• [What you will do] Format each line of the entries below as a JSON array of strings, one string per line, with blank lines omitted.

• [The records]
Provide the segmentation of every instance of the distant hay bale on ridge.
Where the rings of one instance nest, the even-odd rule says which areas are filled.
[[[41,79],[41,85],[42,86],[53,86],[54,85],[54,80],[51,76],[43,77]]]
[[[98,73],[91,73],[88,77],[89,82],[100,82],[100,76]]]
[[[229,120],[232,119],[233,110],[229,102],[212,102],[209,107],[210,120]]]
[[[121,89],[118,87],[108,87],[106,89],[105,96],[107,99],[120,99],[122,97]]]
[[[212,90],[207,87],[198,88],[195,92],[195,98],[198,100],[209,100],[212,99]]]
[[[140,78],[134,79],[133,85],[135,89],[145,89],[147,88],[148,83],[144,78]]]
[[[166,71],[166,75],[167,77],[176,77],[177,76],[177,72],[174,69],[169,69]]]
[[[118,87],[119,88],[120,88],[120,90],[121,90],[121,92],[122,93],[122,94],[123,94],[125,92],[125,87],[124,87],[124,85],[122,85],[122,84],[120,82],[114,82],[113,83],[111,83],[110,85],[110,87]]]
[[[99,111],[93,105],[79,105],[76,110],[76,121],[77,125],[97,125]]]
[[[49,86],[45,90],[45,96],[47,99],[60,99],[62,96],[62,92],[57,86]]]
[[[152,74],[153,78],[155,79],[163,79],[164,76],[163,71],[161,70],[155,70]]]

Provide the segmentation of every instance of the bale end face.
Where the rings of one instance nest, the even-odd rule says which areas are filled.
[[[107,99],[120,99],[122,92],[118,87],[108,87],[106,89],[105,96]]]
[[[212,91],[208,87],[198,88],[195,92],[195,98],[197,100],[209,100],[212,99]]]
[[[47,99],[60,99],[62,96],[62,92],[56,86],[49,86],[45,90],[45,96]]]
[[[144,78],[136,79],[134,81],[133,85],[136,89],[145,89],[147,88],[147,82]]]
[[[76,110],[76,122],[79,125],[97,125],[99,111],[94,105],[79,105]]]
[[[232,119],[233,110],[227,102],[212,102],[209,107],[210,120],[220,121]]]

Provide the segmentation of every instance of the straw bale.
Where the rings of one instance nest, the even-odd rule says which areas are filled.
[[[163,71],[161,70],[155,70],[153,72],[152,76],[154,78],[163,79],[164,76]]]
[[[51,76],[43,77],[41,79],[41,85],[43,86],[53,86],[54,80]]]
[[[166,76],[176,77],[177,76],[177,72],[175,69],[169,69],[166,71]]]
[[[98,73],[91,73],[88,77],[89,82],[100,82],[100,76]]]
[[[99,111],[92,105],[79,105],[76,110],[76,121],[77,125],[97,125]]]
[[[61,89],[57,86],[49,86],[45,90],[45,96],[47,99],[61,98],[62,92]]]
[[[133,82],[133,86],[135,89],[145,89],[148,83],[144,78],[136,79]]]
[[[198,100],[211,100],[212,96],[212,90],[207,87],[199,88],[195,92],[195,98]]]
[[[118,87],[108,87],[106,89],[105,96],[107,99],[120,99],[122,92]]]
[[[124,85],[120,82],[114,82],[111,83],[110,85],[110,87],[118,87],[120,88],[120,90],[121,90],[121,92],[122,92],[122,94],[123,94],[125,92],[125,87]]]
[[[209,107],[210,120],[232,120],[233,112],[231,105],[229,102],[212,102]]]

• [Final result]
[
  "Provide the segmentation of every instance of the distant hay bale on ridge.",
  "Where the rings of one instance nest, the even-odd rule says which areas are filled.",
  "[[[41,79],[41,85],[42,86],[53,86],[54,85],[54,80],[51,76],[43,77]]]",
  "[[[98,73],[91,73],[88,77],[89,82],[100,82],[100,76]]]",
  "[[[229,120],[232,119],[233,110],[229,102],[212,102],[209,107],[210,120]]]",
  "[[[121,89],[118,87],[108,87],[106,89],[105,96],[107,99],[120,99],[122,97]]]",
  "[[[212,90],[207,87],[198,88],[195,92],[195,98],[198,100],[209,100],[212,99]]]",
  "[[[140,78],[134,79],[133,85],[135,89],[145,89],[147,88],[148,83],[144,78]]]",
  "[[[166,71],[166,75],[167,77],[176,77],[177,76],[177,72],[174,69],[169,69]]]",
  "[[[118,87],[119,88],[120,88],[120,90],[121,90],[121,92],[122,93],[122,94],[123,94],[125,92],[125,87],[124,87],[124,85],[122,85],[122,84],[120,82],[114,82],[113,83],[111,83],[110,85],[110,87]]]",
  "[[[99,111],[93,105],[79,105],[76,110],[76,121],[77,125],[97,125]]]",
  "[[[49,86],[45,90],[45,96],[47,99],[60,99],[62,96],[62,92],[57,86]]]",
  "[[[152,74],[153,78],[155,79],[163,79],[164,76],[163,71],[161,70],[155,70]]]",
  "Provide the segmentation of every instance of the bale end face.",
  "Where the rings of one instance nest, the even-odd rule says which areas are filled.",
  "[[[107,99],[120,99],[122,92],[118,87],[108,87],[106,89],[105,96]]]",
  "[[[212,91],[208,87],[198,88],[195,92],[195,98],[197,100],[209,100],[212,99]]]",
  "[[[47,99],[60,99],[62,96],[62,92],[56,86],[49,86],[45,90],[45,96]]]",
  "[[[144,78],[136,79],[134,81],[133,85],[136,89],[145,89],[147,88],[147,82]]]",
  "[[[76,110],[76,122],[79,125],[97,125],[99,111],[94,105],[79,105]]]",
  "[[[232,119],[233,110],[227,102],[212,102],[209,107],[210,120],[220,121]]]",
  "Provide the segmentation of every instance of the straw bale.",
  "Where the rings of one instance nest, the even-odd rule says which areas are filled.",
  "[[[163,71],[161,70],[155,70],[153,72],[152,76],[154,78],[163,79],[164,76]]]",
  "[[[51,76],[43,77],[41,79],[41,85],[43,86],[53,86],[54,80]]]",
  "[[[166,76],[176,77],[177,76],[177,72],[175,69],[169,69],[166,71]]]",
  "[[[98,73],[91,73],[88,77],[89,82],[100,82],[100,76]]]",
  "[[[99,111],[92,105],[79,105],[76,110],[76,121],[77,125],[97,125]]]",
  "[[[61,89],[57,86],[49,86],[45,90],[45,96],[47,99],[61,98],[62,92]]]",
  "[[[133,82],[133,86],[135,89],[145,89],[148,83],[144,78],[136,79]]]",
  "[[[198,100],[211,100],[212,96],[212,90],[207,87],[199,88],[195,92],[195,98]]]",
  "[[[118,87],[108,87],[106,89],[105,96],[107,99],[120,99],[122,92]]]",
  "[[[124,85],[120,82],[114,82],[111,83],[110,85],[110,87],[118,87],[120,88],[120,90],[121,90],[121,92],[122,92],[122,94],[123,94],[125,92],[125,87]]]",
  "[[[209,107],[210,120],[232,120],[233,112],[231,105],[229,102],[212,102]]]"
]